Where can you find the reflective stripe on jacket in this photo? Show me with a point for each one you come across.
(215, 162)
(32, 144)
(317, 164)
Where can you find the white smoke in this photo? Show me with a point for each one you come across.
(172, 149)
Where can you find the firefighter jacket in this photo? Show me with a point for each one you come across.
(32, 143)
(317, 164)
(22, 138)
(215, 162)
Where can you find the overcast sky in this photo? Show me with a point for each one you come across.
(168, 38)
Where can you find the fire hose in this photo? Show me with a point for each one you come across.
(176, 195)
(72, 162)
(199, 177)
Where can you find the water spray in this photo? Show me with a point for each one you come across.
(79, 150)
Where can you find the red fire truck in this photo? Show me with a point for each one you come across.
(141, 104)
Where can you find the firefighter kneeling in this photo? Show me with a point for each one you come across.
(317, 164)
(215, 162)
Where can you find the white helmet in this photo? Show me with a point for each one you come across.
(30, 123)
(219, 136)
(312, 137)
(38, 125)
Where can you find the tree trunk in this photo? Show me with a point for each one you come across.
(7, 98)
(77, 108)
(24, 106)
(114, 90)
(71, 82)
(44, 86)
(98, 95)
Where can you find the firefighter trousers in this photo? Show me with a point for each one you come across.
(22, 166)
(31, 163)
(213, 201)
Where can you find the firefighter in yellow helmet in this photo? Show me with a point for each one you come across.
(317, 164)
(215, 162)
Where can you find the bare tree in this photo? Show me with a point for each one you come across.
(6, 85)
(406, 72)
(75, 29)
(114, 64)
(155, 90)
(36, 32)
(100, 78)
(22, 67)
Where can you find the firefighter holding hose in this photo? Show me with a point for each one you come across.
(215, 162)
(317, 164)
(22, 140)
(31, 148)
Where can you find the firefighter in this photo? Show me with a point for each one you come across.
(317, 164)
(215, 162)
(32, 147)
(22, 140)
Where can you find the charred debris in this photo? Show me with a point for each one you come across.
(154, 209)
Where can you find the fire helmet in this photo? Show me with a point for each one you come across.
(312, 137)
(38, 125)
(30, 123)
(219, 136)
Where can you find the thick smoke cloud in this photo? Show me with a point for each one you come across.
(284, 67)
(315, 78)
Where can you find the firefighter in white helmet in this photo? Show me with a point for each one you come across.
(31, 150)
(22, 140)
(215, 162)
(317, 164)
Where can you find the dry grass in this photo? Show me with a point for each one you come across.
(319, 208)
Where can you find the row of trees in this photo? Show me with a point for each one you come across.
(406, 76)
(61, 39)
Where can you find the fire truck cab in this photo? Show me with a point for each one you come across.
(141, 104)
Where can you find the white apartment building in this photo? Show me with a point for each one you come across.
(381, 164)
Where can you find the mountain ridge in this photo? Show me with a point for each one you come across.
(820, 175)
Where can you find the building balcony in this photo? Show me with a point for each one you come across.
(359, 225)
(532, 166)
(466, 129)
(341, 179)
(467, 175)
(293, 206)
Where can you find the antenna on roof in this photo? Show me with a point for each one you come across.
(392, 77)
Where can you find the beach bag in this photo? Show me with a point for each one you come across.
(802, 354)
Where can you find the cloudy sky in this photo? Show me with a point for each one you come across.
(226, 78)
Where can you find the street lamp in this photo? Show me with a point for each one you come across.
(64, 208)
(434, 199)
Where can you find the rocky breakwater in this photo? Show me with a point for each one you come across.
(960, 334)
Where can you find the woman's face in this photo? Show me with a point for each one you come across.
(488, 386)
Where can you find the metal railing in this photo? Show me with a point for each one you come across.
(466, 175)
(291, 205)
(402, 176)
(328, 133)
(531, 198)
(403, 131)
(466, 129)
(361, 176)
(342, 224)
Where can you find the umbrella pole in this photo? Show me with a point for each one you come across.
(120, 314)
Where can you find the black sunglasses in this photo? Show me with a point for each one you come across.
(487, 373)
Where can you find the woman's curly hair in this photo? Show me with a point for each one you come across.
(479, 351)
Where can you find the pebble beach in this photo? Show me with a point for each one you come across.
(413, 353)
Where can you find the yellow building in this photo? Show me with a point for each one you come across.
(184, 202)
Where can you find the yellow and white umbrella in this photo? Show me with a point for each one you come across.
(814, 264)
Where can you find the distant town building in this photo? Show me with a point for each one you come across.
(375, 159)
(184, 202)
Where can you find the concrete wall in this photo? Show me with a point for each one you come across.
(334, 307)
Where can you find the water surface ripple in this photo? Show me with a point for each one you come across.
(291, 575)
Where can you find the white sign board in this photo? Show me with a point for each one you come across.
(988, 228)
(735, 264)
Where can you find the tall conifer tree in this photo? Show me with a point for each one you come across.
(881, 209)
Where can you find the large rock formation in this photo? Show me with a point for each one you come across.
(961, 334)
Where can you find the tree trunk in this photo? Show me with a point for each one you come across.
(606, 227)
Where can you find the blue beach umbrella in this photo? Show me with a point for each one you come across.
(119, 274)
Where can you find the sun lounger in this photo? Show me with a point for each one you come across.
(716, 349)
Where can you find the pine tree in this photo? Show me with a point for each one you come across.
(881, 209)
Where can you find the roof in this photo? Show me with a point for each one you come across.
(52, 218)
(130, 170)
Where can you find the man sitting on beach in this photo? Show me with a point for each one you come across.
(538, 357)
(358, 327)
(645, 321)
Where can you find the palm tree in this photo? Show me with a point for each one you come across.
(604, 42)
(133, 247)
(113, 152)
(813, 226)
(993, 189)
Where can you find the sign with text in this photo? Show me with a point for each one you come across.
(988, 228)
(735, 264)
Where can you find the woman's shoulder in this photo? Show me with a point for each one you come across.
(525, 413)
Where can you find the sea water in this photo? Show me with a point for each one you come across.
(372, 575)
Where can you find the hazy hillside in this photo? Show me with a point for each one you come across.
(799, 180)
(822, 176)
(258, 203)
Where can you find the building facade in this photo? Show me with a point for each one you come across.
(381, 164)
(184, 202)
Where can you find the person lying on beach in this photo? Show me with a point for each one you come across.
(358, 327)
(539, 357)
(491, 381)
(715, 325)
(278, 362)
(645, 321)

++++++++++

■ Given exercise ■
The entries above must be returned exactly.

■ Result ■
Where can you find the reflective stripe on jacket in this photo? Show me with a point for each one you come across.
(215, 162)
(32, 144)
(317, 164)
Where can you find the white smoke in this photo? Show me with a point for each one you come across.
(172, 149)
Where can you find the firefighter jacket in this photo? Show me with a point for each one you come across.
(32, 143)
(317, 164)
(22, 138)
(215, 162)
Where can you find the overcast sky in this photo? Show me with a point for each one you come across.
(168, 38)
Where can you find the fire hose in this photo? Show me with a point for each one you come across.
(176, 195)
(72, 162)
(199, 177)
Where can you find the water spray in this photo? Show me with a point for each one you come across.
(79, 150)
Where can you find the red fire truck in this photo? Show me with a point for each one you come across.
(141, 104)
Where can you find the firefighter kneeling in this photo? Show me with a point for each one you come across.
(317, 164)
(215, 162)
Where can you find the white helmet in this photo? Show me with a point for each one you come across.
(30, 123)
(219, 136)
(312, 137)
(38, 125)
Where can you find the tree trunk in this photo? Show me with a point for each one you come across.
(7, 98)
(77, 108)
(24, 106)
(114, 90)
(71, 82)
(44, 86)
(98, 95)
Where can you find the firefighter trousers in this photo? Show me with a point for each one you come across.
(22, 166)
(31, 163)
(213, 201)
Where can you find the firefighter in yellow helmet in this photo? Show me with a point for each one you come across.
(317, 164)
(215, 162)
Where can you find the bare tree in this photo? Show me with a point for each one you come across.
(6, 85)
(406, 72)
(75, 29)
(114, 64)
(155, 90)
(36, 32)
(100, 78)
(22, 67)
Where can you find the firefighter holding hose in this photo? Show me with a point for each one you come across.
(215, 162)
(317, 164)
(22, 140)
(31, 148)
Where can you find the firefighter in this photo? Show me with a point for each one you come across.
(317, 164)
(215, 162)
(32, 147)
(22, 140)
Where can you find the charred debris in this photo? Show me with a point for each one you come across.
(154, 209)
Where can you find the fire helmet in this photo? Show me with a point for each one you come across.
(312, 137)
(38, 125)
(30, 123)
(219, 136)
Where can you find the thick smoke cloud in this photo? Show me with a point for each one you come across.
(284, 67)
(315, 78)
Where can you find the firefighter in white helmet in this photo? Show me with a point for each one you come across.
(31, 150)
(22, 140)
(215, 162)
(317, 164)
Where can you find the dry grass in this photo? Show me with a point for each one you come across.
(319, 208)
Where can you find the row of trees in this photo? Show me with a point for each one you come across.
(406, 76)
(61, 39)
Where can you find the fire truck cab in this photo? Show me with a point for each one you come across.
(141, 104)
Where can you find the white apartment building in this photo? Show me with a point for each one you come across.
(381, 164)
Where can you find the mountain ridge in this photo? Show me with a point for each one you come across.
(820, 175)
Where can you find the building balcony in this photo? Show me with a point for each one you come across.
(359, 225)
(532, 166)
(466, 129)
(341, 179)
(467, 175)
(293, 206)
Where can you find the antenna on roof in this photo? Show me with a point for each one you come across.
(392, 77)
Where can you find the beach bag in this photo? Show me with a point for each one you come across.
(802, 354)
Where can you find the cloudy sky in this photo? Show me with a point for each one you come across.
(226, 78)
Where can you find the street lamp in this photo? Show me with a point for each one you come across.
(64, 208)
(434, 199)
Where can you find the rocky breakwater in this photo? Show me with a point for each one you come across.
(960, 334)
Where can you find the woman's face in this photo? Show me with a point for each one you come across.
(488, 386)
Where can you find the metal railing in this photo? Show me with a point for each one you come across.
(466, 175)
(291, 205)
(402, 176)
(328, 133)
(531, 198)
(403, 131)
(466, 129)
(361, 176)
(342, 224)
Where can you find the umbrella pole in this photo? Show me with a point for each one you come across.
(120, 314)
Where can you find the black sunglasses in this photo? Show me with a point for each one you come across.
(487, 373)
Where can you find the woman's curly hair in this photo? Show me with a point for each one you come across.
(479, 351)
Where can you find the pebble beach in this photo? Show me with a point for each one you come across.
(413, 353)
Where can you find the yellow building in this photo? Show me with a point for each one you come across.
(184, 202)
Where can you find the yellow and white umbrella in this photo? Show me with a point for each one you come across.
(814, 264)
Where can you find the distant town building in this photo? Show me with a point for each one you come across.
(375, 159)
(184, 202)
Where can you find the concrete wall in this photo? Show me with a point for each one you come across.
(334, 307)
Where can you find the water surface ripple in this photo? Show me with a point for each one you come across.
(291, 575)
Where can you find the white sign board in this photo? Show me with a point for each one you come across.
(988, 228)
(735, 264)
Where can you find the tall conifer tree in this photo? Show me with a point for each one you come across.
(881, 209)
Where can you find the large rock formation in this photo? Show me with a point for each one you come across.
(961, 334)
Where can you find the tree trunk in this photo? Show me with a point for each one you come across.
(606, 227)
Where can you find the blue beach umbrella in this photo? Show me with a point for each one you come across.
(119, 274)
Where can you find the sun lounger in this photo? Show me with a point for each one you come across.
(716, 349)
Where can you find the pine tree in this photo? Show me with a point for each one you come across.
(881, 209)
Where can you find the roof in this photo? Show me with a point for each one you come across.
(52, 218)
(130, 170)
Where can you find the man sitting on beach in this photo? Show me with a point for each one you come across.
(538, 357)
(358, 327)
(645, 321)
Where can you find the palm tree in this photo? Show me with a point for each one you come across.
(604, 42)
(133, 247)
(113, 152)
(813, 226)
(993, 189)
Where can you find the sign with text in this photo? Show me with a point for each one you come across.
(988, 228)
(735, 264)
Where can you find the woman's shoulder in this photo? Show me with a point for each one you come across.
(525, 413)
Where can you find the sea water in this photo? Show me with a point for each one you come across.
(372, 575)
Where can you find the hazy hillside in this photo? Show me with a point for each one you come across.
(799, 180)
(822, 176)
(258, 203)
Where can you find the building facade in this photo? Show me with a point for each one you come across.
(381, 164)
(184, 202)
Where can you find the person lying on beach in this photo? Show me with a point for each one you come across.
(358, 327)
(539, 357)
(491, 381)
(715, 325)
(278, 362)
(645, 321)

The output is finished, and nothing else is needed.